:: The request ::
Rewrite the material, starting at the line that contains "Where can you see the wooden" and ending at the line that contains "Where can you see the playground", keeping the requests and increasing every coordinate in the answers by 137. Leave the pictures out.

:: Material supplied ::
◇ ◇ ◇ ◇ ◇

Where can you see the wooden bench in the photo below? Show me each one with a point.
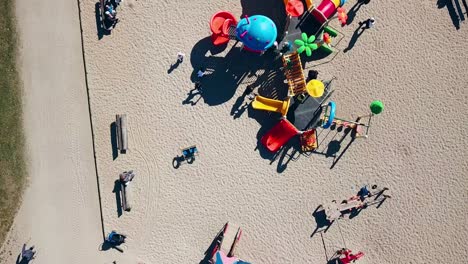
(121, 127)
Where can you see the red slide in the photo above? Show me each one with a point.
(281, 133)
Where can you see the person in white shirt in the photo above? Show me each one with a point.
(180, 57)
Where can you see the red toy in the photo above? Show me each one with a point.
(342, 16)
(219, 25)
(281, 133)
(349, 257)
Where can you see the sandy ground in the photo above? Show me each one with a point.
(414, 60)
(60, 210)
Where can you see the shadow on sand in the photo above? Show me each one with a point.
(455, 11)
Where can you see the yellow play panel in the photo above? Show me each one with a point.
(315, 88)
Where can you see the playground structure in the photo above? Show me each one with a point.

◇ ◇ ◇ ◇ ◇

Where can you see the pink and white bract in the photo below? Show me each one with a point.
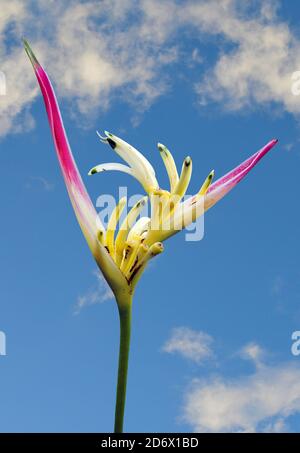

◇ ◇ ◇ ◇ ◇

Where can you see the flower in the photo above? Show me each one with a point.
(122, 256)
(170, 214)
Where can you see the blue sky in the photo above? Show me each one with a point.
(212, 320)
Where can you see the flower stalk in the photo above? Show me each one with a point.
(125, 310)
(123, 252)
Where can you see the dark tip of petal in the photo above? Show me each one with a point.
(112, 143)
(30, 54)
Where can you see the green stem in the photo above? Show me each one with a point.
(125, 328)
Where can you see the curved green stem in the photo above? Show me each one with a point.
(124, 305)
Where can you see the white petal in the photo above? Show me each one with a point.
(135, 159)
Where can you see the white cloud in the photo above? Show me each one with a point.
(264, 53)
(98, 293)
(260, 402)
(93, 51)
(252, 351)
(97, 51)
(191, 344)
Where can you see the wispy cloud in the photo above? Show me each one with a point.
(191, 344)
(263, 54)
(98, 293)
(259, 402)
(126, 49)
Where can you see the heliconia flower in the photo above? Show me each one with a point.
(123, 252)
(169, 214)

◇ ◇ ◇ ◇ ◇

:: Problem solution ::
Where can you see the wooden bench in the photo below? Show me each one with a point.
(258, 264)
Where can you see the red slide in the photo above? Show me each one with a point.
(418, 270)
Where can you see the person in white shirt in the photo above? Show me each one with a point.
(317, 194)
Where can you see the red toy in the photo above? Show me each one with a point.
(479, 153)
(356, 162)
(418, 270)
(486, 394)
Where can you see the sandy ground in the photo above? Show me each one with a point.
(551, 197)
(197, 347)
Where can you see the shadow on sand in the photo above? Show me each one with a point.
(592, 148)
Where can you see the yellow play panel in the photo above? Show me each one with a point.
(452, 225)
Where can you see the playground structure in the photo above? Show me each one with a point.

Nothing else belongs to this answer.